Start of Provided records

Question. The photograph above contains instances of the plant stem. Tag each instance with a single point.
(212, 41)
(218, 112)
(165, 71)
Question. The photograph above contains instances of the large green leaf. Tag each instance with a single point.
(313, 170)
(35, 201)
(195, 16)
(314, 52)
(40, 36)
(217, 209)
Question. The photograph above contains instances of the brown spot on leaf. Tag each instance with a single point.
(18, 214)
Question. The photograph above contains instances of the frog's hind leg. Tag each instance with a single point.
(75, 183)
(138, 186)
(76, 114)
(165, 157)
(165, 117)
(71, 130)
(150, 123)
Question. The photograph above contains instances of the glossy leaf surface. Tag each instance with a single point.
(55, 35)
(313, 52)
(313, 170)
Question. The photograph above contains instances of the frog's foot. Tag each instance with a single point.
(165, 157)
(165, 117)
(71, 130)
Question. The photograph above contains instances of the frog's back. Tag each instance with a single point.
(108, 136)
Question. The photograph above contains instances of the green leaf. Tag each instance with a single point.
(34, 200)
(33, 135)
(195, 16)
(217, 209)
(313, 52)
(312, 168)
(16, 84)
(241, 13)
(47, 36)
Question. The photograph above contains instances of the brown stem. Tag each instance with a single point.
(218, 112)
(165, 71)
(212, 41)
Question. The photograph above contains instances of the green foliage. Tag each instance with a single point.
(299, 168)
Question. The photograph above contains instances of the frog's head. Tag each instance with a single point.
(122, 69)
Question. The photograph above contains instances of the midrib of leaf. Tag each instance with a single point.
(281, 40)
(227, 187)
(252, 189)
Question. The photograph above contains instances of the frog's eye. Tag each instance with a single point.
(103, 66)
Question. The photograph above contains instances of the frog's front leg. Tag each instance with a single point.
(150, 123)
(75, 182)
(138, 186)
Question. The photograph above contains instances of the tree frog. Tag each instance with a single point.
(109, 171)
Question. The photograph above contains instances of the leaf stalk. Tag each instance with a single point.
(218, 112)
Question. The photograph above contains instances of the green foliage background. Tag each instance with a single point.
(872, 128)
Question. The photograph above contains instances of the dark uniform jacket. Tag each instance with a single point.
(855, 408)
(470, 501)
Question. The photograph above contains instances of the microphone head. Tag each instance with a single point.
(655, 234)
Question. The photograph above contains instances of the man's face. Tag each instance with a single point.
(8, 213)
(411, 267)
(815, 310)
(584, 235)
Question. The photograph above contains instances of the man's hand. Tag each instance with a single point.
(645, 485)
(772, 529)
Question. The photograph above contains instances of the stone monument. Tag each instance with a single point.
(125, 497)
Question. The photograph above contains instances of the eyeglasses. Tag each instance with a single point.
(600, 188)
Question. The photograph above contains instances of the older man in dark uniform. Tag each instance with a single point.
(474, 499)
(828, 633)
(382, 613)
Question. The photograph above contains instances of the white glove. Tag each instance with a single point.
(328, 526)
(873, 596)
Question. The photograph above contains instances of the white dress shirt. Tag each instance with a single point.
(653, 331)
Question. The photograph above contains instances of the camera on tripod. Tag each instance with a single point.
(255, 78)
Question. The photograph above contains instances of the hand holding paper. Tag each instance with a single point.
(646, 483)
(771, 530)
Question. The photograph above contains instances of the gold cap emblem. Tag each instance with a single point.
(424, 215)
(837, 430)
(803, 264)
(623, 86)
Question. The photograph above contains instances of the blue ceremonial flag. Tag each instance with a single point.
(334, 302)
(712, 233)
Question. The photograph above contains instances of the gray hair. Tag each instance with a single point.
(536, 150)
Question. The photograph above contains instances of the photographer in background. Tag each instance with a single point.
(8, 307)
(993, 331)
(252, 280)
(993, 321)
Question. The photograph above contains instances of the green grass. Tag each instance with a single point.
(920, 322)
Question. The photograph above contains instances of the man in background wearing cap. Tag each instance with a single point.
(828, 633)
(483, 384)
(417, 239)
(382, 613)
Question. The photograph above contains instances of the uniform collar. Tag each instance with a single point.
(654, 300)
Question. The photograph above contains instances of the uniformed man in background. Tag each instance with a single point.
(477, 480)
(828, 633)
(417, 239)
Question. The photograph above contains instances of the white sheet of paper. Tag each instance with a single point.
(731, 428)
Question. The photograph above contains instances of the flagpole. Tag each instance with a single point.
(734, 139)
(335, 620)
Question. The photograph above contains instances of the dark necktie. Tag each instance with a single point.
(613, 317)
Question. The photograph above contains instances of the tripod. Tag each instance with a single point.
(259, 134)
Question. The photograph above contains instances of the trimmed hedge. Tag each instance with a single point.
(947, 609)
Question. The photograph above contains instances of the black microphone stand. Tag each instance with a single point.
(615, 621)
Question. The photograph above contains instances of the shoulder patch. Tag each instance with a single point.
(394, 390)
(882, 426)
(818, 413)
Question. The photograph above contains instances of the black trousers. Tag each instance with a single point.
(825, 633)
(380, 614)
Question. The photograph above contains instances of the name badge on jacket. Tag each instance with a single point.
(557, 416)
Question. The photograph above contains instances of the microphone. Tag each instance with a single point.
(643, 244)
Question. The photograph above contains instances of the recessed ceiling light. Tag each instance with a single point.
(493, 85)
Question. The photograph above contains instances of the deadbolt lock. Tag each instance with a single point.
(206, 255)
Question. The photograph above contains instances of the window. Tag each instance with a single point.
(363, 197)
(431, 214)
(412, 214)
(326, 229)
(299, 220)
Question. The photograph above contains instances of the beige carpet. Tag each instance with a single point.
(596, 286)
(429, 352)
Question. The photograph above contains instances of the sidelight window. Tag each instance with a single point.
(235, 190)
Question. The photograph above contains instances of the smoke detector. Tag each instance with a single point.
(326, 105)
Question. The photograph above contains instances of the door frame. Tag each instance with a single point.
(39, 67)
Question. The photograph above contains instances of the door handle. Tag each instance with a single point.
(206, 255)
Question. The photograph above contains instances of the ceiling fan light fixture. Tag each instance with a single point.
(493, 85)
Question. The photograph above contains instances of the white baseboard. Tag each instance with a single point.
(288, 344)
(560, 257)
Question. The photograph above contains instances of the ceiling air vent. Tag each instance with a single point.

End of Provided records

# What needs to be done
Please quote the data above in full, with no line missing.

# Expected answer
Question. The photograph above contains instances of the plant stem. Tag each instance with a single point.
(212, 41)
(218, 112)
(165, 71)
Question. The photograph above contains instances of the large green leaf. Tag each instance with a single point.
(313, 170)
(35, 201)
(195, 16)
(314, 52)
(40, 36)
(217, 209)
Question. The photograph above contains instances of the brown spot on leaf. Tag each instance with a single point.
(18, 214)
Question. The photograph above contains instances of the frog's hind leg. Tag each instance with a single point.
(75, 183)
(138, 186)
(76, 114)
(165, 157)
(165, 117)
(71, 130)
(150, 123)
Question. The photograph above contains instances of the glossy leaf surface. Tag each instance with a single point.
(55, 35)
(313, 52)
(313, 170)
Question. The photograph above contains instances of the frog's foot. Tag each instance with a single point.
(165, 157)
(165, 117)
(71, 130)
Question. The photograph above contains instances of the frog's back. Tag each instance with a single point.
(108, 136)
Question. The photograph above contains instances of the green leaf. Tag each instance with a single point.
(34, 200)
(33, 135)
(195, 16)
(217, 209)
(313, 52)
(312, 168)
(16, 84)
(241, 13)
(47, 36)
Question. The photograph above contains instances of the brown stem. Tag each instance with a single point.
(218, 112)
(165, 71)
(212, 41)
Question. The photograph above contains instances of the green foliage. Tag each instance with a single point.
(299, 168)
Question. The photograph above contains instances of the frog's head. Tag each instance with a single point.
(122, 69)
Question. The photograph above contains instances of the midrib of leaf. Tag each instance with a single point.
(281, 40)
(227, 187)
(252, 189)
Question. The photograph above contains instances of the frog's eye. Tag each instance with a single point.
(103, 66)
Question. The photograph above contains instances of the frog's front leg. Tag each instance with a single point.
(150, 123)
(75, 182)
(138, 186)
Question. The photograph above contains instances of the tree frog. Tag each instance with a single point.
(109, 171)
Question. The photograph above contains instances of the leaf stalk. Tag each instance with a single point.
(218, 112)
Question. The photograph above contains instances of the green foliage background. Tag each instance with a single point.
(872, 128)
Question. The photograph above contains instances of the dark uniform jacket. Tag each instance with a single point.
(855, 408)
(470, 501)
Question. The photograph above contains instances of the microphone head. Tag each instance with a single point.
(655, 234)
Question. The photograph above contains instances of the man's face. Tag each instance with a single point.
(8, 213)
(411, 267)
(815, 310)
(584, 235)
Question. The photograph above contains instances of the man's hand. Tag each instance with a single point.
(645, 485)
(772, 529)
Question. The photograph above contains instances of the stone monument. Tag each instance with a single point.
(125, 497)
Question. The photograph above contains instances of the eyeglasses. Tag each instance with a single point.
(600, 188)
Question. The photograph above contains instances of the older man in dark uniform. Tag each instance with a single point.
(474, 499)
(828, 633)
(382, 613)
Question. The photograph above contains instances of the white glove. Tag each instance with a single point.
(328, 526)
(873, 596)
Question. The photograph above contains instances of the white dress shirt. Tag each instance with a single point.
(653, 331)
Question. The photograph above contains instances of the camera on tripod. Tag each instance with a single point.
(255, 78)
Question. The photograph above contains instances of the hand holding paper. Tag each instance with a single point.
(646, 483)
(771, 530)
Question. The photograph above contains instances of the gold cap emblem. Tag each instance with a single point.
(424, 215)
(837, 430)
(803, 264)
(623, 86)
Question. The photograph above contains instances of the blue ceremonial flag. Tag each instance with a single point.
(334, 302)
(712, 233)
Question. The photograph above contains instances of the gray hair. Tag each instance with a single point.
(536, 150)
Question. The photograph above contains instances of the photographer in background. Tag each instance with a single point.
(8, 307)
(993, 331)
(252, 280)
(993, 321)
Question. The photograph above contains instances of the green grass. Tag each instance with a single point.
(920, 322)
Question. The photograph above contains instances of the man in background wearing cap. Tag each instance with a single point.
(828, 633)
(483, 384)
(417, 239)
(382, 613)
Question. The photograph above contains instances of the uniform collar. Tag each instance with a single point.
(654, 300)
Question. The photograph above contains instances of the uniformed man in background. Tag each instance with a single point.
(477, 480)
(828, 633)
(417, 239)
Question. The photograph above contains instances of the white sheet of paper. Tag each instance with a single point.
(731, 428)
Question. The photograph above contains instances of the flagpole. Tag each instance with a single point.
(734, 139)
(335, 620)
Question. The photograph above contains instances of the dark necktie. Tag each instance with a single point.
(613, 317)
Question. The photograph above contains instances of the tripod. Tag each instance with a single point.
(259, 134)
Question. The photograph above contains instances of the trimmed hedge. Tag each instance with a single point.
(947, 609)
Question. The photograph above contains instances of the black microphone stand. Tag each instance with a single point.
(615, 621)
Question. The photograph above contains instances of the shoulder patch. Tag each instance with a single point.
(394, 390)
(882, 426)
(818, 413)
Question. The photograph above contains instances of the black trousers. Tag each instance with a single point.
(825, 633)
(380, 614)
Question. The photograph above contains instances of the name badge on jacket. Tag each instance with a single point.
(557, 416)
Question. The photograph above contains instances of the microphone. Tag each instance with a single point.
(643, 244)
Question. The photograph above contains instances of the recessed ceiling light. Tag each instance with a single point.
(493, 85)
Question. The photograph above contains instances of the deadbolt lock. Tag each instance with a single point.
(206, 255)
Question. The photograph above contains instances of the window. Tag each instance with a single point.
(363, 197)
(431, 214)
(412, 214)
(326, 229)
(299, 220)
Question. The photograph above contains instances of the beige carpet. Tag each instance with a single point.
(596, 286)
(429, 352)
Question. The photograph above contains instances of the sidelight window. Tag each instance with a single point.
(235, 190)
Question. The photograph above contains instances of the smoke detector. Tag each instance with a single point.
(326, 105)
Question. The photograph above contains instances of the door frame. Tag each instance with a single point.
(39, 67)
Question. The photograph above contains instances of the door handle. Tag each instance with a single point.
(206, 255)
Question. The photograph above contains instances of the ceiling fan light fixture. Tag each instance with a single point.
(493, 85)
Question. The photograph above contains instances of the white baseboard. Tag each instance with a single point.
(288, 344)
(560, 257)
Question. The photograph above contains instances of the ceiling air vent. Tag each instance with a single point.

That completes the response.